» **Object outline annotations**:
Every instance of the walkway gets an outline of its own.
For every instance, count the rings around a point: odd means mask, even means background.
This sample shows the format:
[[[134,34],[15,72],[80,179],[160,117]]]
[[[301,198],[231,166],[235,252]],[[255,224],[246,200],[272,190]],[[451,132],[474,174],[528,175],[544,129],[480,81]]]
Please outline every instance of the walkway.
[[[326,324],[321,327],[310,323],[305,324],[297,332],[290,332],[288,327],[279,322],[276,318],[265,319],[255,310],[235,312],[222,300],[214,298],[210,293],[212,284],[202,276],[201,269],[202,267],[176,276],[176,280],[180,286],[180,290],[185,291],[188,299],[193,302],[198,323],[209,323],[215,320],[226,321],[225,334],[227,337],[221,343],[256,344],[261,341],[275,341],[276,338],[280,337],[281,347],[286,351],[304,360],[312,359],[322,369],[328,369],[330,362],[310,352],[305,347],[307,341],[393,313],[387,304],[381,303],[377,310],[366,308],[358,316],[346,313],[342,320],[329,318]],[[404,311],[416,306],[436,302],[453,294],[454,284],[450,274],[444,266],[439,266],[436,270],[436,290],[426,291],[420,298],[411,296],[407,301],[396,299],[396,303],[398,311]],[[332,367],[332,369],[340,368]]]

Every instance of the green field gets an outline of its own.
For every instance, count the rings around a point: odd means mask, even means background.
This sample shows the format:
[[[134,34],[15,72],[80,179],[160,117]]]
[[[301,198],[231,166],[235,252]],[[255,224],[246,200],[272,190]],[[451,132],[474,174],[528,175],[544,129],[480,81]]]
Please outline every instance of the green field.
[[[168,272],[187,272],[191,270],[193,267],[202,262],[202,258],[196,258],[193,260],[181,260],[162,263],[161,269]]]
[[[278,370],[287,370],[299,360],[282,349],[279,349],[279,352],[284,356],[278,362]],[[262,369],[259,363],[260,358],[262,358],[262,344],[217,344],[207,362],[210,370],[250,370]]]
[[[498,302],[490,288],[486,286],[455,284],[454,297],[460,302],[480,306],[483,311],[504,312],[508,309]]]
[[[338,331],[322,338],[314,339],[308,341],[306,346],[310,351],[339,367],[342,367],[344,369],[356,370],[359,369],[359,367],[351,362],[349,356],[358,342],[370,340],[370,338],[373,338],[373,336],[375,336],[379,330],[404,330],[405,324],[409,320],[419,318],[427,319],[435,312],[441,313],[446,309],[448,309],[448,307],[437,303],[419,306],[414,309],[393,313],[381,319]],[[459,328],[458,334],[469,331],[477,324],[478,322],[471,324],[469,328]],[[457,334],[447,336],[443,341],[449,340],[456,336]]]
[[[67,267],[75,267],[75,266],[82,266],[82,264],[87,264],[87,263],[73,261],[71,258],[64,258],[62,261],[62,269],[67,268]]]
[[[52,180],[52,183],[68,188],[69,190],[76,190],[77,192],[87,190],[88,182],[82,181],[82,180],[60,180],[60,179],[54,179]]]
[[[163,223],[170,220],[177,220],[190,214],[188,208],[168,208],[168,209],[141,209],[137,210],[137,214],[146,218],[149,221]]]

» **Request**: Turn all the items above into a single numbered list with one line per number, and drop the blank lines.

» **Right answer**:
1. Every instance of the walkway gets an outline of its own.
2. For every instance, count the rings around a point: odd means mask, even means background.
3. This sample shows the format:
4. [[[134,34],[15,72],[80,179],[160,117]]]
5. [[[301,198],[231,166],[235,252]],[[255,224],[246,200],[272,190]],[[451,132],[474,174],[528,175],[544,129],[480,81]]]
6. Please outline every instance of the walkway.
7. [[[326,324],[321,327],[310,323],[305,324],[297,332],[290,332],[288,327],[279,322],[276,318],[265,319],[255,310],[235,312],[222,300],[214,298],[210,293],[212,284],[202,276],[201,269],[202,267],[176,276],[176,280],[180,286],[180,290],[185,291],[188,299],[193,302],[198,323],[209,323],[215,320],[226,321],[225,334],[227,337],[221,343],[256,344],[261,341],[275,341],[276,338],[280,337],[281,347],[286,351],[304,360],[312,359],[322,369],[328,369],[330,362],[310,352],[305,347],[307,341],[393,313],[387,304],[381,303],[377,310],[366,308],[358,316],[346,313],[342,320],[329,318]],[[404,311],[416,306],[436,302],[453,294],[454,284],[450,274],[444,266],[439,266],[436,270],[436,290],[426,291],[420,298],[411,296],[407,301],[396,299],[396,303],[398,311]],[[332,367],[332,369],[340,368]]]
8. Every instance of the green field gets an outline of its own.
9. For every instance, count the rings around a point: odd means mask, even means background.
10. This sample shows the format:
11. [[[134,34],[15,72],[80,179],[160,117]]]
12. [[[301,198],[231,166],[235,252]],[[255,224],[246,200],[272,190]],[[451,132],[474,174],[528,175],[544,129],[480,81]]]
13. Please outline every instance of the green field.
14. [[[168,272],[187,272],[191,270],[193,267],[202,262],[202,258],[196,258],[193,260],[181,260],[162,263],[161,269]]]
15. [[[278,370],[287,370],[299,360],[282,349],[279,349],[279,352],[284,356],[278,362]],[[262,369],[259,363],[260,358],[262,358],[262,344],[217,344],[207,362],[210,370],[250,370]]]
16. [[[498,302],[490,288],[486,286],[455,284],[454,297],[460,302],[480,306],[483,311],[504,312],[508,309]]]
17. [[[338,331],[322,338],[314,339],[308,341],[306,346],[310,351],[339,367],[342,367],[344,369],[356,370],[359,369],[359,367],[351,362],[349,356],[358,342],[370,340],[370,338],[373,338],[373,336],[375,336],[379,330],[404,330],[405,324],[409,320],[419,318],[427,319],[435,312],[441,313],[446,309],[448,309],[448,307],[437,303],[419,306],[414,309],[393,313],[381,319]],[[459,328],[458,334],[469,331],[477,324],[478,322],[471,324],[469,328]],[[457,334],[447,336],[443,341],[449,340],[456,336]]]
18. [[[67,267],[75,267],[75,266],[82,266],[82,264],[87,264],[87,263],[73,261],[71,258],[64,258],[62,261],[62,269],[67,268]]]
19. [[[52,180],[52,183],[68,188],[69,190],[76,190],[77,192],[87,190],[88,182],[82,181],[82,180],[60,180],[60,179],[54,179]]]
20. [[[163,223],[170,220],[177,220],[190,214],[188,208],[168,208],[168,209],[141,209],[137,210],[137,214],[146,218],[149,221]]]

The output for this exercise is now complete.